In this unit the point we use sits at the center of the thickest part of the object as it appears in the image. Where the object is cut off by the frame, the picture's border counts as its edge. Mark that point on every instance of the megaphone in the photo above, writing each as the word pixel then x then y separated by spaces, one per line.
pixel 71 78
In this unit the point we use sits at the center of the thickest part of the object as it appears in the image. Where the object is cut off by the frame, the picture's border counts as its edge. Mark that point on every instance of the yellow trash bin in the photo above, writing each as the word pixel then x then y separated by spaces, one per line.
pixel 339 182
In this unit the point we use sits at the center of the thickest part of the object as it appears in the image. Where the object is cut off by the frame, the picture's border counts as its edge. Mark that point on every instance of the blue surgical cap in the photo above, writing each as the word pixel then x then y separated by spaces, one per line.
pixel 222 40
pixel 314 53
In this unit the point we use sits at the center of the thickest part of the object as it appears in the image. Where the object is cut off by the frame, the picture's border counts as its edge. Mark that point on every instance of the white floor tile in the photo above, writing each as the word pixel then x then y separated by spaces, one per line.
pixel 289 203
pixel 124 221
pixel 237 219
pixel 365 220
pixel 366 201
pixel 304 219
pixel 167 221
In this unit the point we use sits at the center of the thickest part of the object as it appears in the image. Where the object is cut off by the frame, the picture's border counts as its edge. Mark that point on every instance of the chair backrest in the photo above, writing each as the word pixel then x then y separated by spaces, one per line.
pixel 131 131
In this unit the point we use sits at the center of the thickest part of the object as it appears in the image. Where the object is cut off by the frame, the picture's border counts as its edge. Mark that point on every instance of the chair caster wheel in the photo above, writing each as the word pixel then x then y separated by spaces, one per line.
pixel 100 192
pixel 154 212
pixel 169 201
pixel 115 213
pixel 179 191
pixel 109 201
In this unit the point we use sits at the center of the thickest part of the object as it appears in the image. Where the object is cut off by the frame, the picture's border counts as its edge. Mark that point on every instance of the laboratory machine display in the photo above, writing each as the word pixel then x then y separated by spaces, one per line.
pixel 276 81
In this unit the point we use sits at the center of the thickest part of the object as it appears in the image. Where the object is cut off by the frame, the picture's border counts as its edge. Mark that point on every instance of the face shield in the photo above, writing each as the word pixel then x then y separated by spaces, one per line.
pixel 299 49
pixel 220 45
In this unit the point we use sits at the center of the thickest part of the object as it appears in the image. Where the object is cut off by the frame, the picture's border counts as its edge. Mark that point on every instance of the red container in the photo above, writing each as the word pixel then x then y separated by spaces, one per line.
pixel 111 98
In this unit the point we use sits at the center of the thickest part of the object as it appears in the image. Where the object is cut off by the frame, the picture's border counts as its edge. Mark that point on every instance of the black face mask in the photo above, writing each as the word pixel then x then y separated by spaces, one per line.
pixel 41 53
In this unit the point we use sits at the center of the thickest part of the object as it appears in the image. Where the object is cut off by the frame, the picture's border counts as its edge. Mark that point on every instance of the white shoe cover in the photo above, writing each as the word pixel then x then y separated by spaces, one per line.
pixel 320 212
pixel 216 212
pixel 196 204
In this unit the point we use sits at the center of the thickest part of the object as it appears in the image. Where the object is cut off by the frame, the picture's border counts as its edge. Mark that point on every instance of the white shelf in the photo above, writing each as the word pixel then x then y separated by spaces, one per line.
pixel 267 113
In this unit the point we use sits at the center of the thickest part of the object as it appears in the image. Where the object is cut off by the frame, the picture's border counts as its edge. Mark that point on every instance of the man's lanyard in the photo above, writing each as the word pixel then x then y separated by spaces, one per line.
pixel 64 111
··········
WHAT IS REQUIRED
Taking care to miss no line, set down the whole listing above exactly.

RESPONSE AREA
In this unit the point we use sits at the center of the thickest part of the object as it appears in the image. Where the object is cut off by the frame, the picture's border counts as its edge. Mark that point on every instance of the megaphone in the photo above, writing each as the word pixel then x then y separated by spaces, one per line.
pixel 71 78
In this unit the point we use sits at the center of the thickest part of the object as it appears in the image. Where the object is cut off by the frame, the picture's border counts as its edge. Mark that point on every instance of the yellow trash bin in the photo above, writing each as the word pixel then x then y separated by spaces, one per line.
pixel 339 182
In this unit the point we use sits at the center of the thickest part of the object as it appears in the image. Where the object is cut off by the frame, the picture's border counts as its edge. Mark that point on every instance of the blue surgical cap in the photo above, writing each as the word pixel then x then y separated by spaces, one per line.
pixel 222 40
pixel 314 53
In this unit the point we use sits at the center of the thickest part of the object as it appears in the image. Where the object is cut off by the frame, the picture's border counts as its edge. Mark that point on every instance of the white floor tile in the photo above, writing each as the word pixel then x then y separated by spaces, one per line.
pixel 289 203
pixel 124 221
pixel 237 219
pixel 365 220
pixel 366 201
pixel 304 219
pixel 167 221
In this unit the point we use sits at the center of the thickest part of the object as it appears in the image. Where the object is cut off by the frame, the picture's border counts as its edge. Mark that point on every instance of the chair backrest in the photo above, writing each as the word pixel then x then y separated by spaces, one per line.
pixel 131 131
In this unit the point we use sits at the center of the thickest part of the object as it appears in the image. Where the object is cut off by the frame, the picture's border counts as its edge. Mark that point on every instance of the chair caster wheel in the photo above, writing each as the word pixel then x then y separated by spaces, one per line.
pixel 100 192
pixel 154 212
pixel 169 201
pixel 115 213
pixel 179 191
pixel 109 201
In this unit the point we use sits at the center of the thickest part of the object as it appears in the image. Where the object is cut off by the frame, the picture's border counts as its edge. Mark that point on every instance of the laboratory machine display in the photo above, writing each as the word pixel then x then y separated by spaces, one per line.
pixel 276 81
In this unit the point we use sits at the center of the thickest part of the object as it appears in the image. Where the object is cut off by the frame, the picture's border counts as its edge. Mark that point on every instance of the face shield in the photo above, writing each as the word pixel then x then y separated by spaces, one per line.
pixel 299 49
pixel 220 45
In this unit the point we use sits at the center of the thickest part of the object as it appears in the image. Where the object is cut off by the frame, the picture's border counts as its edge. Mark that point on every instance of the red container in the photo above, writing each as the word pixel then x then y separated by spaces, one per line.
pixel 111 98
In this unit the point we use sits at the center of the thickest part of the object as it appears in the image. Where the object is cut off by the frame, the picture's border counts as its edge. Mark that point on every instance of the black face mask in the photo above, writing each as the word pixel then x then y separated by spaces, one per line.
pixel 41 53
In this unit the point we use sits at the center of the thickest part of the object as it appears in the image. Where the object is cut off by the frame, the picture's border counts as its edge. Mark that point on every instance of the white shoe cover in the photo above, writing each as the word pixel then x then y separated by spaces, one per line.
pixel 320 212
pixel 216 212
pixel 196 204
In this unit the point we use sits at the center of the thickest part of the object as it appears in the image. Where the object is cut off by the frame, the picture's border counts as its edge. Mark that point on every instance of the white shelf in the photo above, writing each as the word pixel then x then y separated by spaces, one per line.
pixel 267 113
In this unit the point we use sits at the center of the thickest part of the object as it appears in the image. Where the object is cut off by the frame, the picture's border counts as its edge. Mark that point on every instance of the man's lanyard in the photo above, writing each as the word pixel then x then y separated by spaces, one per line.
pixel 64 111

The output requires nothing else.